Source text>
While Gen-Z are generally better at setting healthy boundaries in the workplace and in their personal lives – with 80 percent of 18-25 year olds believing that maintaining their own self-care is their top priority when it comes to their relationships, according to Tinder – this doesn’t mean that our own wellbeing doesn’t sometimes slip through the cracks at times in the name of a fun night out.
Chilcott, who finds herself in the millennial generation, struggles to say “no” to her friends and family’s well-intentioned invites. “With different groups of people, often making small talk so as not to appear rude, it’s taking all of my energy just to get out of the door,” she says, adding that it’s often easier to go along with their plans. “It’s too much, but how can you turn down an invite without a reasonable excuse? Saying ‘I’m tired’ just won’t cut it. Honestly, when I’m so exhausted, I haven’t got the energy to argue.”
“Are you feeling overwhelmed, tired, exhausted, and drained of energy?”
If your social calendar has plans in every spare moment, then it’s not a bad idea to check in with yourself. “First take note of any of the above symptoms; are you feeling overwhelmed, tired, exhausted, and drained of energy?” Kenyon-Muir says. “Then when you’re confronted with a choice of social activities, connect with what you really want to do. What does your heart say? If you don’t want to and you’re feeling tired, or burned out, give yourself permission to say ‘no’.”

Dataset content>
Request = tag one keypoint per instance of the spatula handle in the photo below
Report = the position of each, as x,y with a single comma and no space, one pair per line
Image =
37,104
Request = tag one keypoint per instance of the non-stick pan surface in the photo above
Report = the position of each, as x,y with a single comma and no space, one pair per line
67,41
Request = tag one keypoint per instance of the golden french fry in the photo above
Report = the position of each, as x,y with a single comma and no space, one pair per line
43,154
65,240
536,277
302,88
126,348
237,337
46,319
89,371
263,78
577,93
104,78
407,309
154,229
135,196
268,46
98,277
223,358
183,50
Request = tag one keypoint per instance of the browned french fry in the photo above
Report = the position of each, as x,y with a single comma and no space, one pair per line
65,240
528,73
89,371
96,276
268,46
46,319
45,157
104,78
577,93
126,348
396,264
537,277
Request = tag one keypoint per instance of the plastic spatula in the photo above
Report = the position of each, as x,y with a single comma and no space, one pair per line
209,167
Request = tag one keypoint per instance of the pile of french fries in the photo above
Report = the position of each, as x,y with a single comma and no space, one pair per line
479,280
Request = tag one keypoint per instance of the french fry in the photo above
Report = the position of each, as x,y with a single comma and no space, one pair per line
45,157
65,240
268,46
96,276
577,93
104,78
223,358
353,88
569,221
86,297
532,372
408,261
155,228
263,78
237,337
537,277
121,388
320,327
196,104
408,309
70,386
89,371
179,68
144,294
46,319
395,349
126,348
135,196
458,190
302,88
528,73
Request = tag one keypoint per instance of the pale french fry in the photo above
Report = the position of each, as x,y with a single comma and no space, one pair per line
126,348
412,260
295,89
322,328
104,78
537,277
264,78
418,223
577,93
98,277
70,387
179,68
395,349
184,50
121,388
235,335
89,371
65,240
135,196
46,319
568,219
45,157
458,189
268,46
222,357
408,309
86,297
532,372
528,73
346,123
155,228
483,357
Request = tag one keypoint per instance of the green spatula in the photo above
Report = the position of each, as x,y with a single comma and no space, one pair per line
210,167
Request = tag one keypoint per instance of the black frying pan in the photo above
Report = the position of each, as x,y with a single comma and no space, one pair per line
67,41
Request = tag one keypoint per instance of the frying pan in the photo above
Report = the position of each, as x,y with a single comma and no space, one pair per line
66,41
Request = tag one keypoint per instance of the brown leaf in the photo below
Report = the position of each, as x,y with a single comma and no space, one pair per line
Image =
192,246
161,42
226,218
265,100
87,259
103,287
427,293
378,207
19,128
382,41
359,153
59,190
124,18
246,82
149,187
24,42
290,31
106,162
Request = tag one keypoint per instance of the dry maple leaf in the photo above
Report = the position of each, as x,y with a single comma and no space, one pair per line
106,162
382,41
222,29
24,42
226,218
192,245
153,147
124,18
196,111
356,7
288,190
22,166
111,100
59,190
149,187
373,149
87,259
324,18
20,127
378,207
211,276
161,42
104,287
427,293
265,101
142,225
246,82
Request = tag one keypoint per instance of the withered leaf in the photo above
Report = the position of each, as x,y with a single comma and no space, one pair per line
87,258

Exercise instructions>
- A) List the four feelings Kenyon-Muir tells readers to watch for in the passage on social burnout.
- B) Pick up the passage on social burnout after its last sentence and carry it on.

Responses for each task>
- A)
- Overwhelmed
- Tired
- Exhausted
- Drained of energy

- B)
If despite all your best efforts (and that will mean saying no to going out sometimes), you’re still curing yourself of a social hangover, make sure you take some time in the diary to rest and reset. “Try not to have too many busy and sociable days back to back,” Joshi advises. “Find some solo activities such as reading, crafting, or going for a walk.” It can help to actually put some downtime in the diary, too. Sometimes, if it’s written down or blocked out, then you feel like you’ve officially got a plan and can turn down other invites – even if that hour is for you to have a bath.
“Prevention is always better than cure,” Joshi adds, which means that there are things you can do to prepare yourself if you do have lots of plans in the diary. “If you know you have a social event coming up, take some time to prepare yourself mentally and emotionally. Set boundaries and let people know how much socialising you can handle before you start to feel overwhelmed.” She also suggests taking breaks from whatever social activities you have planned, or understanding when your mind and body are tired, and when it’s time to hit the hay. Whatever you’ve got planned this summer, one thing is for sure, we’re being kind to ourselves this 2023 – and so should you.